(Directions)
Under this line are the records; write out word for word the part that begins at the line containing "Localize cut tree" and ends at the line containing "Localize glass candle", and no more.

Spatial localization data:
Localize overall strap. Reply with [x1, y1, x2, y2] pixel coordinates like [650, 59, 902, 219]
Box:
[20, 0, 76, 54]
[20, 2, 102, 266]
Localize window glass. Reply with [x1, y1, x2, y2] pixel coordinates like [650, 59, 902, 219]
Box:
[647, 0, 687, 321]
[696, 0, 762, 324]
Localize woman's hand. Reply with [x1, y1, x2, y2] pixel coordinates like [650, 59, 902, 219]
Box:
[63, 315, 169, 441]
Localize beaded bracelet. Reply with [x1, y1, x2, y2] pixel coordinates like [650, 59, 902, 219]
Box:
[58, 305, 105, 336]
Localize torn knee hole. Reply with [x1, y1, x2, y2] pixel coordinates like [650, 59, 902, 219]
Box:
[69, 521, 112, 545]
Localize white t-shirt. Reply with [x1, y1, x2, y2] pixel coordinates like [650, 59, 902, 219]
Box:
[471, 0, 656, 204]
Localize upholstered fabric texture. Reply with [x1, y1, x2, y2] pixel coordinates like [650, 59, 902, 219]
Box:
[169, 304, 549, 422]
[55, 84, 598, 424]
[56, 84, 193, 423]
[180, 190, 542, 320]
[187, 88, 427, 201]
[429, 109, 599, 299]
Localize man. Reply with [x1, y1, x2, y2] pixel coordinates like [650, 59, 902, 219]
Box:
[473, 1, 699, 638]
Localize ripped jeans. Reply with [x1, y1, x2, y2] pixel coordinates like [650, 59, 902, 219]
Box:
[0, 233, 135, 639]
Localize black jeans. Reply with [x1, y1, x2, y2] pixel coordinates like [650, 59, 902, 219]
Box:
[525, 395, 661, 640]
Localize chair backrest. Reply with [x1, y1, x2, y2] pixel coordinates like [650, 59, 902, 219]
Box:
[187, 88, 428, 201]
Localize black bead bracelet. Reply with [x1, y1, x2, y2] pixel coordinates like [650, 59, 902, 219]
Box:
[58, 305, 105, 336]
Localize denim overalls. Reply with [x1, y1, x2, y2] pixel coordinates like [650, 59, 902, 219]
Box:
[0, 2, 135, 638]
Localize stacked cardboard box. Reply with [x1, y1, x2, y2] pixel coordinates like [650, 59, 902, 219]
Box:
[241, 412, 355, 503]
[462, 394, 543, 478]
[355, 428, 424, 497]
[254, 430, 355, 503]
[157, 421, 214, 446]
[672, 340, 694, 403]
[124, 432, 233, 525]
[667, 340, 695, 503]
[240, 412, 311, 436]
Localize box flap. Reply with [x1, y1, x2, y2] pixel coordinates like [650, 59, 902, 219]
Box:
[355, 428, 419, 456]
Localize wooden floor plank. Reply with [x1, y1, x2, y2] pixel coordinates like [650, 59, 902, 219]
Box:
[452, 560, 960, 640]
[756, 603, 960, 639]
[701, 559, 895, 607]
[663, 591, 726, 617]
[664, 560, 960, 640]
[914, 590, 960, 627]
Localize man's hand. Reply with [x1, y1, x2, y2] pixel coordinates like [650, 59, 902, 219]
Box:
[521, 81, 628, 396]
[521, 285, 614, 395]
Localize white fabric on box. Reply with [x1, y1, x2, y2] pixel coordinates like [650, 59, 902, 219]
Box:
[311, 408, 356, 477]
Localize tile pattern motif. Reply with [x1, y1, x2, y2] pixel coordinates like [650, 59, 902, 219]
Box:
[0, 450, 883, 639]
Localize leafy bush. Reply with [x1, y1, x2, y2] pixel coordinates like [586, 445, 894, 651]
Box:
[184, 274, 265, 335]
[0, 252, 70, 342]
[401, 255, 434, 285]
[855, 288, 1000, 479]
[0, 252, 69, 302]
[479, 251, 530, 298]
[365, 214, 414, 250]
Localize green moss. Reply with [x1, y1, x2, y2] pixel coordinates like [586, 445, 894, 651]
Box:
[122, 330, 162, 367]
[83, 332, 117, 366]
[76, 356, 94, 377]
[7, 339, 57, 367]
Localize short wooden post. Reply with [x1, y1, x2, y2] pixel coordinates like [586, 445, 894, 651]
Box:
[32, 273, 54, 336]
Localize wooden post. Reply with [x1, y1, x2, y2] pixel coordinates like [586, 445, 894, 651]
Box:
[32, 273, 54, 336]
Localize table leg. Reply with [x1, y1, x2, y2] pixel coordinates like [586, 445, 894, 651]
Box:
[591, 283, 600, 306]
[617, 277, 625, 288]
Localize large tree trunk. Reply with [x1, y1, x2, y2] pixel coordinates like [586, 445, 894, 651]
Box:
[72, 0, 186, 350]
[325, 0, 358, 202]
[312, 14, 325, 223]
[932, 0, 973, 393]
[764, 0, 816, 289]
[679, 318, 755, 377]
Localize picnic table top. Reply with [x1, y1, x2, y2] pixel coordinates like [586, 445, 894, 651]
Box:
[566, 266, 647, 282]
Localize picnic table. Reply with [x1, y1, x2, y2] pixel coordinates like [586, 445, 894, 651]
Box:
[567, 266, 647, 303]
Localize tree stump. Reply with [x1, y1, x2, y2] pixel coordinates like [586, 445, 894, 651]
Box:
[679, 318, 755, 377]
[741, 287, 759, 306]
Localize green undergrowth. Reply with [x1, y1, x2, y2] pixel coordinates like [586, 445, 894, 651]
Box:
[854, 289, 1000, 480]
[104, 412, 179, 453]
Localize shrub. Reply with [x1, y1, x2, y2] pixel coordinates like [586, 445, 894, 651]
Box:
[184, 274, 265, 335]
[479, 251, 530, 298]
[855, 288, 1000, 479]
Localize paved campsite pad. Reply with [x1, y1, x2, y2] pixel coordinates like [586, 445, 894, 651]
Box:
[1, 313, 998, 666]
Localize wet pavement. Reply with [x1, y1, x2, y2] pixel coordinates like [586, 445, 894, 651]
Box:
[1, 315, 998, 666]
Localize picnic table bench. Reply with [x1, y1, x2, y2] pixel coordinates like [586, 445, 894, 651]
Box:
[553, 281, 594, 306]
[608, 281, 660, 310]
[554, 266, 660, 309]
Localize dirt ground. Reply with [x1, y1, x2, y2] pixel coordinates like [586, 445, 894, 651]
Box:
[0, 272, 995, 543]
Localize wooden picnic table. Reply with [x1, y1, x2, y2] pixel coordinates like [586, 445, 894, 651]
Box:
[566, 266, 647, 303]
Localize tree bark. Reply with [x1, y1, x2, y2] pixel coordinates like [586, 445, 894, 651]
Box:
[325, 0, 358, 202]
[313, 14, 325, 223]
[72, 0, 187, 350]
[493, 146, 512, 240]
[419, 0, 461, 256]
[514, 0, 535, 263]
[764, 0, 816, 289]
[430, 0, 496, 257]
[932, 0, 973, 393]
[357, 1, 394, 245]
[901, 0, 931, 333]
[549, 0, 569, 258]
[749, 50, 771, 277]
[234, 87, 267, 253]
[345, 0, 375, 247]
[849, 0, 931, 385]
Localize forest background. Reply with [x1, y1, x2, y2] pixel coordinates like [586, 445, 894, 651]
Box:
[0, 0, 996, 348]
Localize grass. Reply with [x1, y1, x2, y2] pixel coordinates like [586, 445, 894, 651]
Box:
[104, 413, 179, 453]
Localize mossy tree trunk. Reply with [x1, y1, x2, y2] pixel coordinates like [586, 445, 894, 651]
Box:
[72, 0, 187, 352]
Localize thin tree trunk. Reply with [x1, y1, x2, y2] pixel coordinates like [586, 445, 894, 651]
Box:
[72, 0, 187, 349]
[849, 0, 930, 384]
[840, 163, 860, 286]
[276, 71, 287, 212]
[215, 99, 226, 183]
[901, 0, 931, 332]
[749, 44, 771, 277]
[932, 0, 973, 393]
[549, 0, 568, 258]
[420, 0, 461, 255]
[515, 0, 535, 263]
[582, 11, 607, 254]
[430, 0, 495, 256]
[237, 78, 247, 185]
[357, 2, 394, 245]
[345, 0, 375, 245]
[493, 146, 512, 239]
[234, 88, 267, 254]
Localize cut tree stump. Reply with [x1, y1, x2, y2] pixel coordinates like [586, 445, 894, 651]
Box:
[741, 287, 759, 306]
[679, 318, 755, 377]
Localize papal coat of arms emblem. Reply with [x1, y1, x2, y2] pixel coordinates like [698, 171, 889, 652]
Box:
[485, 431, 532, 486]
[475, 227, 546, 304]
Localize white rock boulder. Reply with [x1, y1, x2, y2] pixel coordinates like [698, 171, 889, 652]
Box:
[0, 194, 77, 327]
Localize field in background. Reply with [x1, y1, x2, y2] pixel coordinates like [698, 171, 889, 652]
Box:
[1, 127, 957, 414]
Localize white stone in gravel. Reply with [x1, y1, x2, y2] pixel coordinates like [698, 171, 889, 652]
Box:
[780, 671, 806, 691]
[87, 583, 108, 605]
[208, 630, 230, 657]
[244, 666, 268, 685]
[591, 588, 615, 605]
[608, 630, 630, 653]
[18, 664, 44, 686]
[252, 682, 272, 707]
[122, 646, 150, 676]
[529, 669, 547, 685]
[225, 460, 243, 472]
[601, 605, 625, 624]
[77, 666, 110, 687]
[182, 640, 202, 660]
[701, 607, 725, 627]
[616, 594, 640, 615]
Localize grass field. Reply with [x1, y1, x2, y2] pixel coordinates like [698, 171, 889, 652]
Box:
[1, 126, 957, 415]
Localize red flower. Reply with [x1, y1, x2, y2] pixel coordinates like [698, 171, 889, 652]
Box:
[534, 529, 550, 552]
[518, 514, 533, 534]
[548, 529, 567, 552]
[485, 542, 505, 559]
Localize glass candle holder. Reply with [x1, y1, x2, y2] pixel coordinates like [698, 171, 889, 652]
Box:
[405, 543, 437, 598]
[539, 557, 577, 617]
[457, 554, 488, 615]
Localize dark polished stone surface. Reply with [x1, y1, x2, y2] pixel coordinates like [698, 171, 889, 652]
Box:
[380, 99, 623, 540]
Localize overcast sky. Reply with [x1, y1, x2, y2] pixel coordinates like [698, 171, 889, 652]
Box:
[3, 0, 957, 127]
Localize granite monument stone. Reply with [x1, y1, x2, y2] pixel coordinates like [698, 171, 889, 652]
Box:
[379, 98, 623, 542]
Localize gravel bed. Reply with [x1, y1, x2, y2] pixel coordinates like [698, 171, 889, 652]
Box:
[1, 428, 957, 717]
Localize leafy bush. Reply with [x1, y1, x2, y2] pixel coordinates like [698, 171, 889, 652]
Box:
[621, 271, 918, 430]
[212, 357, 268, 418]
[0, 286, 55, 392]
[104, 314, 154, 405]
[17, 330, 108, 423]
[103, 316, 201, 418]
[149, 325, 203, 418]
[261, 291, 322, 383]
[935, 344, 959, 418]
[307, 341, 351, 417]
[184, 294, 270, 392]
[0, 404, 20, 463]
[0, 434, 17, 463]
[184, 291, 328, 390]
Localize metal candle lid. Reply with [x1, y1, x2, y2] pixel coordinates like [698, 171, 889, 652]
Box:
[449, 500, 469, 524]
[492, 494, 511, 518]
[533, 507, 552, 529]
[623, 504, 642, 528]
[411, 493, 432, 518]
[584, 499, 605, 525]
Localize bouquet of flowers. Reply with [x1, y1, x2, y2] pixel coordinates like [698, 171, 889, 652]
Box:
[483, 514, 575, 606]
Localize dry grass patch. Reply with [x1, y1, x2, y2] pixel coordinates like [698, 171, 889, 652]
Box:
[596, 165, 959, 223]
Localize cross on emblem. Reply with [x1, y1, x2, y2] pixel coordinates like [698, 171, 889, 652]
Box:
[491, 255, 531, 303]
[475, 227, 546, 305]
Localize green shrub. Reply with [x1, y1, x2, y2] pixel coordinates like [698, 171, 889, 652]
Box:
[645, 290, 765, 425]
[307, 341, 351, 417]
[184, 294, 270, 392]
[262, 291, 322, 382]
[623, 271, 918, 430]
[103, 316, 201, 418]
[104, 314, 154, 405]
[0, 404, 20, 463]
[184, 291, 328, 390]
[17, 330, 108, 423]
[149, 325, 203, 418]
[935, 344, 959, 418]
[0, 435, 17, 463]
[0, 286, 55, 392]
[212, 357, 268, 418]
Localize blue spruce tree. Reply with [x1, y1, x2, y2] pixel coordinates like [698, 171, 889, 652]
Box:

(Response below)
Localize cut tree stump. Reply with [x1, y1, x2, y2] pixel coordinates like [586, 445, 894, 651]
Box:
[741, 287, 759, 306]
[679, 318, 755, 377]
Localize papal coat of arms emblem. Reply with [x1, y1, x2, y2] pixel coordinates like [698, 171, 889, 652]
Box:
[485, 431, 532, 486]
[475, 227, 546, 304]
Localize white rock boulder. Reply with [x1, y1, x2, y2] pixel coordinates like [698, 171, 889, 652]
Box:
[0, 194, 77, 327]
Localize field in background. Reply with [x1, y1, x2, y2] pixel coordinates like [698, 171, 889, 652]
Box:
[1, 127, 957, 414]
Localize white stone in gravel. Reply with [x1, y1, x2, y2] pixel coordinates like [698, 171, 889, 652]
Box:
[780, 671, 806, 691]
[87, 583, 108, 605]
[208, 630, 230, 657]
[244, 666, 268, 685]
[591, 588, 615, 605]
[608, 630, 630, 653]
[18, 664, 44, 686]
[252, 682, 272, 707]
[122, 646, 150, 676]
[529, 669, 547, 685]
[225, 460, 243, 472]
[601, 605, 625, 624]
[77, 666, 110, 687]
[182, 640, 202, 660]
[701, 607, 725, 627]
[616, 594, 640, 615]
Localize grass field. Reply with [x1, y1, x2, y2] pixel coordinates like [698, 171, 889, 652]
Box:
[1, 126, 957, 415]
Localize red flower. Reply with [x1, y1, x2, y2] pixel coordinates like [698, 171, 889, 652]
Box:
[534, 529, 550, 552]
[518, 514, 533, 534]
[548, 529, 567, 552]
[485, 542, 505, 559]
Localize glass candle holder. Reply with [x1, y1, x2, y2] pixel coordinates like [698, 171, 889, 652]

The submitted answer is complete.